EXTRACT.
((

Mom 1 turned to Mom 2.  "Well, we should just return all of this.  We could come back and buy it later."
Mom 2, who looked like she just wanted to leave, replied, "Yeah, I guess we could."
Mom 1 turned back to me.  "What if I just return all of this right here?"
I smiled, and in a really-not-being-sarcastic tone, said, "Yes ma'am, you could.  Bo Peep would be happy to do that for you, as I assume you have your receipt.  I would have to put it back on the shelves though."
Mom 1 gave me a very, very unkind scowl.  She turned to Mom 2, who said, "Well, Mom 1.  Do you want to return it?  I'm going to keep mine, but you can if you want."

Mom 1 turned around and started walking out, with Mom 2 behind her.  Then I heard Mom 1 say, "Terrible customer service.  Can you believe this?  You can tell we are in ALABAMA!"  Mom 2 added, "Well, this isn't the Magic Kingdom, ya know."

I looked at Bo Peep and she looked back and me.  I said, though not loud enough for WonderMoms to hear me, "Magic Kingdom wouldn't hold it either.  They'd send it to the front of the park.  Guess I could have volunteered to set it by the mall doors for them."  Bo Peep laughed.

THE SWEATSHIRT HAGGLE
It is funny to me when people haggle over a sale price.  Granted, I've done it before at like, Best Buy, on a high priced item, and sometimes it works--thanks Dave Ramsey!

But when the original price of something is $14.50 and you are getting it for $3.99, then taking an additional 40% off of that... there's not much I can do for you, really.  Thus the lady at the sweatshirts found out for herself.

On our table there were 2 different Cars sweatshirts.  One had just Lightnin McQueen, the other had McQueen and Mater on it.  The one with just Lightnin was a dollar less, as it was an older style.  Because we had neither the time nor resources to go and tag every sweatshirt, we put them all on the table with a $3.99 price point... if you picked up one that was red-tagged a little lower, than awesome for you. 

She stood, looking at the different styles, and said in broken English, "Why... why is different... why different shirts?"  I said slowly--not because she was stupid, but to articulate clearly--"Well, they are two different styles.  That one is a little older, so its a little less."

"You give me both for smaller price?"
"Say again?"
"You give me..." she picks up the higher priced shirt, "...this for same price as this..." she picks up older style.

))

Dataset entries.
((

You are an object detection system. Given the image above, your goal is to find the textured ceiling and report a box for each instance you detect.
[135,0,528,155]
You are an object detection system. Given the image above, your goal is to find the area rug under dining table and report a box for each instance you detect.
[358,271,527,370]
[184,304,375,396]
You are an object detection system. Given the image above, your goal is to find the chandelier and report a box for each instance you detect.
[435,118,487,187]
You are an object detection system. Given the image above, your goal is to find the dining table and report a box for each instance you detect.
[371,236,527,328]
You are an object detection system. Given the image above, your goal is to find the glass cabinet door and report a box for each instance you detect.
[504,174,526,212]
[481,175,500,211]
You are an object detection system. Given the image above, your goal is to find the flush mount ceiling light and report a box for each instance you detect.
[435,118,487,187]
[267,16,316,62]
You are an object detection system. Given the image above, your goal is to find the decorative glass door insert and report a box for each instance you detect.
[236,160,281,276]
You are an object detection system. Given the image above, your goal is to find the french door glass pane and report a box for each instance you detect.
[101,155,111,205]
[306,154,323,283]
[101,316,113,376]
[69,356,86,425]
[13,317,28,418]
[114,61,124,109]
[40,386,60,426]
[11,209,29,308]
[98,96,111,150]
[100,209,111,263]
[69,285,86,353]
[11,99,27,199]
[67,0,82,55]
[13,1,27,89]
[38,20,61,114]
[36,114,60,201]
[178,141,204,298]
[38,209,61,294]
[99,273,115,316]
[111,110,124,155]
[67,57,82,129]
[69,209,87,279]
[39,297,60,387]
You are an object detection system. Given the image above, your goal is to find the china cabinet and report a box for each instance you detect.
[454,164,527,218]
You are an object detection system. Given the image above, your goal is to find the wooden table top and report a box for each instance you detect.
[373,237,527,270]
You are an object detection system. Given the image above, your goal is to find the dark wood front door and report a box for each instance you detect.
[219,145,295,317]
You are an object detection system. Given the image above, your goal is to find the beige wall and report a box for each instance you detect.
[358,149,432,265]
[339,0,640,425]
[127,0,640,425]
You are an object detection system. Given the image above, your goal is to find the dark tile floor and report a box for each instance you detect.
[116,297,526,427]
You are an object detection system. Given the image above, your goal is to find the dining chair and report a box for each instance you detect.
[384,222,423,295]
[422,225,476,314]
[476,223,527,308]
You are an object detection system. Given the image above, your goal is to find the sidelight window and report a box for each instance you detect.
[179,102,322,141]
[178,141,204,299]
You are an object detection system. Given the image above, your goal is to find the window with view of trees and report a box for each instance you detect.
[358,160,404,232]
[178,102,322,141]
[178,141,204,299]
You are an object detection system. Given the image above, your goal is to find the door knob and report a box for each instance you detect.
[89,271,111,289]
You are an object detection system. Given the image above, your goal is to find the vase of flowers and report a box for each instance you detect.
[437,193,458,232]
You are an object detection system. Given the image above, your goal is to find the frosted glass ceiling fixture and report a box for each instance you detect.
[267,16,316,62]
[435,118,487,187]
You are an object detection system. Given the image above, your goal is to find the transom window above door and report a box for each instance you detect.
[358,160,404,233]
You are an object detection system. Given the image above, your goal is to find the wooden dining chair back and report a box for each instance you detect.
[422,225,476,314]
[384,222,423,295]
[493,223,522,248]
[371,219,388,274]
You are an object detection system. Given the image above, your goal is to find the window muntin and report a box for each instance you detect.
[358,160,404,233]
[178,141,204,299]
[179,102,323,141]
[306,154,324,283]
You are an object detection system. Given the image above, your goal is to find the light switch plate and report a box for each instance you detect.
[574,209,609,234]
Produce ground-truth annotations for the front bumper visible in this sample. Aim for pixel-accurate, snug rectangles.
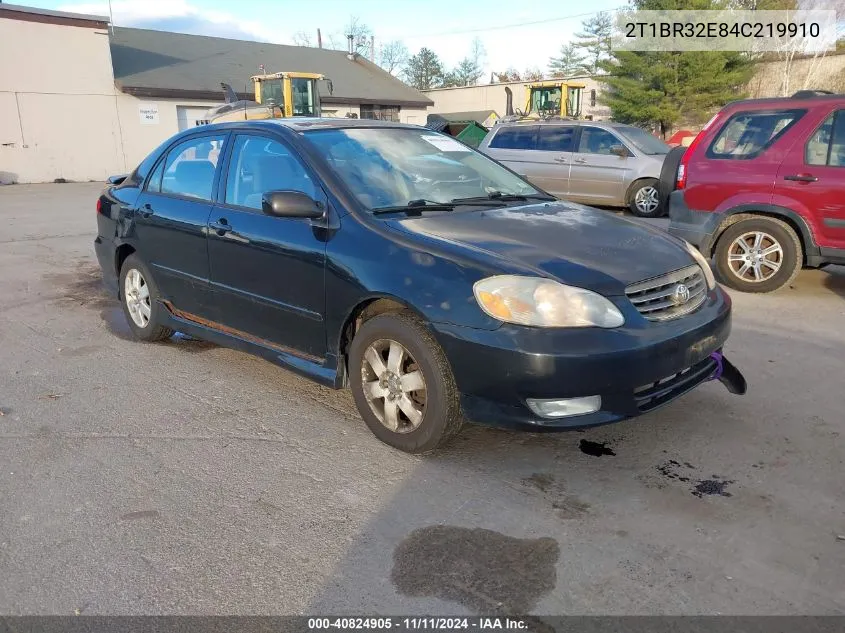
[435,289,731,431]
[668,190,722,257]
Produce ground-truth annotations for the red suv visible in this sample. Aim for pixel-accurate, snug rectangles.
[661,91,845,292]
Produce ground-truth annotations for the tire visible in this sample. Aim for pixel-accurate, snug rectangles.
[120,253,173,342]
[348,312,463,453]
[715,217,803,292]
[628,178,665,218]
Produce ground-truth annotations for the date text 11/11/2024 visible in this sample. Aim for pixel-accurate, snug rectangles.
[308,617,529,631]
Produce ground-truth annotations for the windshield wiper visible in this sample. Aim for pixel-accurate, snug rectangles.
[372,199,455,215]
[452,191,555,203]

))

BRIEF. Write the next part of the store story about the sweatshirt haggle, picking up right after its last line. The items have nothing to do with this.

RESPONSE.
"I'm sorry, I can't do that.  They are both on sale for a great price, one is just a dollar more than the other."
"So... you can no give me lower price on both?"
"No ma'am."

Another lady of what looked to be Middle Eastern descent came in a few days later, and went straight to the Power Rangers soccer balls.  Originally $12.50, they were on sale for $5.99, and then take an additional 25% off, making it $4.74 plus tax.   She looked at the price sign, then tapped me on the arm. 

"Excuse me," she said, "this is the price on these?"
I looked directly at the sign that said POWER RANGERS, then the white strip under it that read "$4.99", then directly at the tag on the sign that said, "TAKE AN ADD'L 25%!"  I then said, "Yes ma'am, its $4.99, then take an additional 25% off."
"I need four."
"Well, awesome," I smiled, pointing to the fixture by where she was standing. "There are five right there, you can get your four, and have an extra if you like."
"I have birthday party," she started, "and bought 3 last week at this price.  When will they go down in price?"
"I'm not really sure," I lied.  Truth was, I knew they'd go down to 40% off sometime in the next day or two, but I can't say that... if people heard that, no one would buy stuff now.  "I think it will be sometime in the next week, but I don't know for sure."
"Oh, okay" she gets a basket and puts 4 Power Ranger Soccer Balls in the basket.  She comes to the counter. 

"I pay this price for these balls last week.  You can give me better deal?"
"Better deal on... the soccer balls?  As in, take more off the price?"
"Yes!" she smiled, happy I understood her.  Her smile turned upside down, though when I spoke.
"No, I can't take any more off the price.  You're getting it at about 65 or 70% off the original price as it is."
"Oh, you can no lower the price?  Well, who can?"
I smiled, trying not to laugh, and then pointed at my name tag. "Well, I would be the one to ask, but I'm not authorized to take more money off."  Truth be told, I could... but I wasn't going to.  There was no reason to.

COLD BLOODED
As seen in the previous post in this trilogy, just because there are signs everywhere doesn't mean they read them.  Didn't happen when we were a thriving, fully stocked store, and wasn't happening now. 

Two tall gangsta looking dudes--okay, they are black gangsta looking dudes... (why do we always feel so uncomfortable saying someone is black?) came in.  I smiled and greeted them, one waved back, the other gave a deep voiced, "Whas up?"

The two guys walked to the back of the store, they looked around and the Gangsta Lookin' Gangsta came up to me.  "Scuse me... man, my girl likes Mickey Mouse.  You got any Mickey Mouse?"   I shook my head.  "Dude, we've been sold out of Mickey Mouse for two weeks.  We do, however, have Minnie Mouse."
"Where the Minnie Mouse?"
"Right over there, buddy," I Disney pointed to a shelf loaded up with Minnie Mouse plush, all for $5.99 after discount.

Gangsta Lookin' Gangsta walked over and picked up a Minnie plush, seemingly satisfied.  Well Dressed Gangsta, however, is standing in the middle of the store just looking around.   After a few seconds, he says, "Man, my mama used to bring me up in here when I was a little kid, like all the time.  Man, I loved this place.  I feel like I'm a little kid again when I come in here."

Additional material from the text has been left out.